> [DATASET EXTRACT]:
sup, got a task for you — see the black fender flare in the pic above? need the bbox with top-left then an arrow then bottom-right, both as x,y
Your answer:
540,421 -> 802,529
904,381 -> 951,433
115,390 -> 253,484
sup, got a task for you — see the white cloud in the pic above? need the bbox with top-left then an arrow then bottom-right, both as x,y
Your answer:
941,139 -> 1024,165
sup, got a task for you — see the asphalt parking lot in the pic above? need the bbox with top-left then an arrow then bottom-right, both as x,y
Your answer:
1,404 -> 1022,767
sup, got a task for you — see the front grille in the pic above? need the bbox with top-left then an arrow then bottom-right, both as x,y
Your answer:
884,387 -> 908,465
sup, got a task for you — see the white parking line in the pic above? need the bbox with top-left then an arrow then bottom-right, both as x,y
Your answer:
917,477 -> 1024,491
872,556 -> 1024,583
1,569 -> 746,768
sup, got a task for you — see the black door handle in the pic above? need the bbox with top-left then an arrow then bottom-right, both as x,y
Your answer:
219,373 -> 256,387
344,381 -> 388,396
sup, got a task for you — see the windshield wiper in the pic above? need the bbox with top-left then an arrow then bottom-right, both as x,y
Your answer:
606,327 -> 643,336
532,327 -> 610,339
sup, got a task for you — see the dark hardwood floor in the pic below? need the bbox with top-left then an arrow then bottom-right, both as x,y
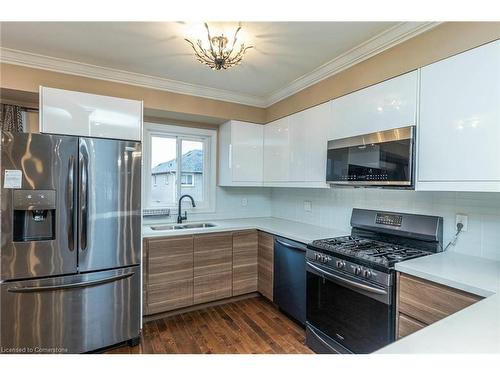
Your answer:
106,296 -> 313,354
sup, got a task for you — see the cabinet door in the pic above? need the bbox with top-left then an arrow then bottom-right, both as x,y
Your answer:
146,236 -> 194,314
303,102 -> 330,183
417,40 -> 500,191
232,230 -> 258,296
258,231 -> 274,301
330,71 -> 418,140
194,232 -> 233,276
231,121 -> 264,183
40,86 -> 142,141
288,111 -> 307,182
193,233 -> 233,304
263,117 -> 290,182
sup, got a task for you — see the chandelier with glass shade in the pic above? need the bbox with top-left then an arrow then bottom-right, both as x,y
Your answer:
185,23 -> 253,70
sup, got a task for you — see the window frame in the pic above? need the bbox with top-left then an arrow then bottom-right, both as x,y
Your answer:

> [WORK ITEM]: Return the data word for word without its pictures.

> [TASK RESULT]:
sup, got a task for you — see the black fender flare in the pic above? need the bbox with top-left then an arrow then bottom-right, both as x,y
Your answer:
540,421 -> 802,529
904,381 -> 951,433
115,390 -> 253,484
sup, got a task for you — see the white cloud in the pic above? need the bbox with top-left then an arrow then bottom-right, both as x,y
Your answer:
941,139 -> 1024,165
sup, got a task for you — see the asphalt parking lot in the pic above? need the bbox with top-left then an arrow then bottom-right, both as x,y
Your answer:
1,404 -> 1022,767
sup, got a task for you — see the front grille in the pic above? need the bbox with top-left then an arrow then bottom-right, both as x,y
Your answer:
884,387 -> 908,465
sup, got a task for you — see the white parking line in the pic above? need the bbox with top-left then an arrow then bottom-right, both as x,y
Your answer:
917,477 -> 1024,491
872,556 -> 1024,583
1,569 -> 746,768
sup, got a task for you — see the black door handle in the pic above? need the bbox with top-left then an arrow then bottom-right, both as x,y
Your answer:
219,373 -> 256,387
344,381 -> 388,396
sup, got a task for you — see the windshield wiper in the pic above? need the bbox with top-left then an arrow then bottom-right, both as x,y
Your answer:
606,327 -> 643,336
532,327 -> 610,339
sup, got a task for you — see the dark hardwood floor in the pic below? need the bbox with top-left then an arrow then bottom-right, both as x,y
Your answer:
106,296 -> 313,354
sup, got a task for you — see the cabinet door in the pic above? need the bbox with top-left then an arrow then bottom-right, both as x,y
Your answer:
146,236 -> 194,314
303,102 -> 330,183
417,40 -> 500,191
232,230 -> 258,296
258,231 -> 274,301
330,71 -> 418,140
194,232 -> 233,276
231,121 -> 264,183
40,86 -> 142,141
288,111 -> 307,182
193,233 -> 233,304
263,117 -> 290,182
sup, got a task for you — see the chandelier with glass shade in the pic above? need the bbox with top-left then an arrow then bottom-right, both as x,y
Your answer:
185,23 -> 253,70
sup, got a task for you — see the window frame in the pic above? need the bbox with top-left then an arrow then bottom-right, both as x,y
Your answer:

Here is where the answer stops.